▶ WORK TO DO
Please collect every line in the data below that contains the word "woman" and copy each one out in full. Case counts.

▶ EXTRACTED MATERIAL
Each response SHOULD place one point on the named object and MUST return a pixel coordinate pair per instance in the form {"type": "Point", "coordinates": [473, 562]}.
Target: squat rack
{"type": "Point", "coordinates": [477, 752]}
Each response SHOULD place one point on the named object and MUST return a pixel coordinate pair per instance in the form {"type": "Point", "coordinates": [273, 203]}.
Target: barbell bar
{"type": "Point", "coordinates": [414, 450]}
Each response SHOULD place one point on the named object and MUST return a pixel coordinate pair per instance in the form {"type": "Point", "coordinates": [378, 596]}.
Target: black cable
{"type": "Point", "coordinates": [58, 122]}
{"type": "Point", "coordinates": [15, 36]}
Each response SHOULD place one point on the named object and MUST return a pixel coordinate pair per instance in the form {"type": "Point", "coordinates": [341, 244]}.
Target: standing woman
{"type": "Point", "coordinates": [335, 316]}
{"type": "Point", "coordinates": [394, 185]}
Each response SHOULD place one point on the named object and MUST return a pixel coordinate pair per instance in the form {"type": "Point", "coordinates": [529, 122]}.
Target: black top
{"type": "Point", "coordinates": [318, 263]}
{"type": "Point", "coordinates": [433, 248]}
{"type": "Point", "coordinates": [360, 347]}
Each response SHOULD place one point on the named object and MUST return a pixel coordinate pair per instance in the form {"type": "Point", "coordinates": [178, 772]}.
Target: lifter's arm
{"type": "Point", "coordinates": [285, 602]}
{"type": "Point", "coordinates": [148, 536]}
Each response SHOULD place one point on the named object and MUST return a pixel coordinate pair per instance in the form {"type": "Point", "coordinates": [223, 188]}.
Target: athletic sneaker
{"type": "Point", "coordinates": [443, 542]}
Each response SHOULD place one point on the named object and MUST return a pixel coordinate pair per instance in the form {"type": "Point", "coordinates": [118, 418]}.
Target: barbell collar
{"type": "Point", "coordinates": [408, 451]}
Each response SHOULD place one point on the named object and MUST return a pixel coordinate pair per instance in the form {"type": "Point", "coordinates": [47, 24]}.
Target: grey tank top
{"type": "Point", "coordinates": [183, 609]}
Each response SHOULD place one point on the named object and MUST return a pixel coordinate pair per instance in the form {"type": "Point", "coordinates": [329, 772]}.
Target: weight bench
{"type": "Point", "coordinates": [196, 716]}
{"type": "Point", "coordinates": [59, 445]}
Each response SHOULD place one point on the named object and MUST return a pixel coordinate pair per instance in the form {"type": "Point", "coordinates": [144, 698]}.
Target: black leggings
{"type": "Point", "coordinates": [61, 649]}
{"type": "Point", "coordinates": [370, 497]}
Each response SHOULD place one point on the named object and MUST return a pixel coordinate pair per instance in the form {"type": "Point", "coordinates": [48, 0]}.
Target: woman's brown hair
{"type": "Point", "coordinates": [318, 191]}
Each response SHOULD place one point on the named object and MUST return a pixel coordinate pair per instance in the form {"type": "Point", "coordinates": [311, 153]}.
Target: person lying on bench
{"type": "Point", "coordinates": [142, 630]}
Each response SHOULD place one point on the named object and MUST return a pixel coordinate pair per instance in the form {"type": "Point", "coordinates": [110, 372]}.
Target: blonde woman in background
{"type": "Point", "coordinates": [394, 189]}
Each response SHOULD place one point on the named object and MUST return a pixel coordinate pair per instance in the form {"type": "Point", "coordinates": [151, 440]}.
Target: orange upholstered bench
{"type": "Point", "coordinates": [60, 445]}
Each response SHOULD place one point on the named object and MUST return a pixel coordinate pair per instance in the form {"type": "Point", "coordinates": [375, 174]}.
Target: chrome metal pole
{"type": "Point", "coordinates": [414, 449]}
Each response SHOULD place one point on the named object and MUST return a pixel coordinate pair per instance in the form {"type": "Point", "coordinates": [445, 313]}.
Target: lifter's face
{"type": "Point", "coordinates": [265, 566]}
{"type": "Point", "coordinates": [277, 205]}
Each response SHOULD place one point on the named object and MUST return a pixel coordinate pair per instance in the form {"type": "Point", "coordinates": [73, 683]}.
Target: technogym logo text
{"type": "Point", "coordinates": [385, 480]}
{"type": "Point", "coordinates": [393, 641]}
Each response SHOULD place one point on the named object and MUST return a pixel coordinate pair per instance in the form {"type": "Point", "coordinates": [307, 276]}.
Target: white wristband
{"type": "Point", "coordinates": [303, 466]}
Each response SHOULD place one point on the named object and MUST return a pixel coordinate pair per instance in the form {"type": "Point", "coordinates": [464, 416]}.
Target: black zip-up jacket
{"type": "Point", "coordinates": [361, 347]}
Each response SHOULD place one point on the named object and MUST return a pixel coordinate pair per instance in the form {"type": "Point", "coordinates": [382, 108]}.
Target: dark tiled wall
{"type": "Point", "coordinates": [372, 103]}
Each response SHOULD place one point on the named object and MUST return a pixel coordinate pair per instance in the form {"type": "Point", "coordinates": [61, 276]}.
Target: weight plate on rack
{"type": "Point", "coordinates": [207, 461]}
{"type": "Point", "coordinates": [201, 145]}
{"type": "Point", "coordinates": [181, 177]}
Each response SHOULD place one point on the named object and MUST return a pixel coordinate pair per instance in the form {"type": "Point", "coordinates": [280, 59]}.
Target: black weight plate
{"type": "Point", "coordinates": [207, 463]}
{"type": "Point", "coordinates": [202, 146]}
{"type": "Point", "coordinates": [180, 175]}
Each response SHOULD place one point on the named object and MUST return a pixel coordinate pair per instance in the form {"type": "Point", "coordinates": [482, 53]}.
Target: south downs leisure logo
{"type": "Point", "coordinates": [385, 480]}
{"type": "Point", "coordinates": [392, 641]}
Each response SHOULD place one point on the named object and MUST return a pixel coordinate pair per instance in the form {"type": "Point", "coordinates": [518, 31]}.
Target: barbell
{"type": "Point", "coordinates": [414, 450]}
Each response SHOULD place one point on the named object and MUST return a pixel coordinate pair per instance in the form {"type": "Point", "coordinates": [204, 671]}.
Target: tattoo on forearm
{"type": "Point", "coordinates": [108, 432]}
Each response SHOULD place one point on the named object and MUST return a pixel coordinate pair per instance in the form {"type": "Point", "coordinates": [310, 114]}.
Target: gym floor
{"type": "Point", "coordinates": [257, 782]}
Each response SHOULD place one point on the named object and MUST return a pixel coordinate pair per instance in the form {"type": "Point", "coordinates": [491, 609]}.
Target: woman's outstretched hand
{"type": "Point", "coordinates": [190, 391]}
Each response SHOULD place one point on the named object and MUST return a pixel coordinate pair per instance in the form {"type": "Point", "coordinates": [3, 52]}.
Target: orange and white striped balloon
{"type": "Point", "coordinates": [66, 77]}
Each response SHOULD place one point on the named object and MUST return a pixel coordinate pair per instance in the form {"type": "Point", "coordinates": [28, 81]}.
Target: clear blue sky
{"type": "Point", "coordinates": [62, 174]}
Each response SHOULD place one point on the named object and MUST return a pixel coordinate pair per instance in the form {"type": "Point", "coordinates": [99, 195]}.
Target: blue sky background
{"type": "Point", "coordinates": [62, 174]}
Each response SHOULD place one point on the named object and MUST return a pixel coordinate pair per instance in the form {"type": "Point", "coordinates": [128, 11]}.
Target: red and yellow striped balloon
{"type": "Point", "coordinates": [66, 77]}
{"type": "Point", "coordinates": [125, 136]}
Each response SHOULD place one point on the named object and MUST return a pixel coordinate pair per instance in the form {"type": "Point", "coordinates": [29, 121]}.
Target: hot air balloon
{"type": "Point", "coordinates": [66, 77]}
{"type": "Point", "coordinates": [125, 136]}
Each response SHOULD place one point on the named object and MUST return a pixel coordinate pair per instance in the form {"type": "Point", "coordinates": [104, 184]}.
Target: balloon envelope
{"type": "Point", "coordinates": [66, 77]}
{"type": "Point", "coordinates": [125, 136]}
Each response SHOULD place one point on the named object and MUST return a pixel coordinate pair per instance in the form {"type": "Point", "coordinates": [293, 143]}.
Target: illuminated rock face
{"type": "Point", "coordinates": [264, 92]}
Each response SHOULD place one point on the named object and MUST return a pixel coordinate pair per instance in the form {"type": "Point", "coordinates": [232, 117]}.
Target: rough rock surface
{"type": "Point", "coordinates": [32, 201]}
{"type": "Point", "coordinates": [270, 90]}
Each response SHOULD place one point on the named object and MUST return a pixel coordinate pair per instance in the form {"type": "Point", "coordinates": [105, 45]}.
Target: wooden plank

▶ WRITTEN ANSWER
Target: standing woman
Target: woman's brown hair
Target: blonde woman in background
Target: woman's outstretched hand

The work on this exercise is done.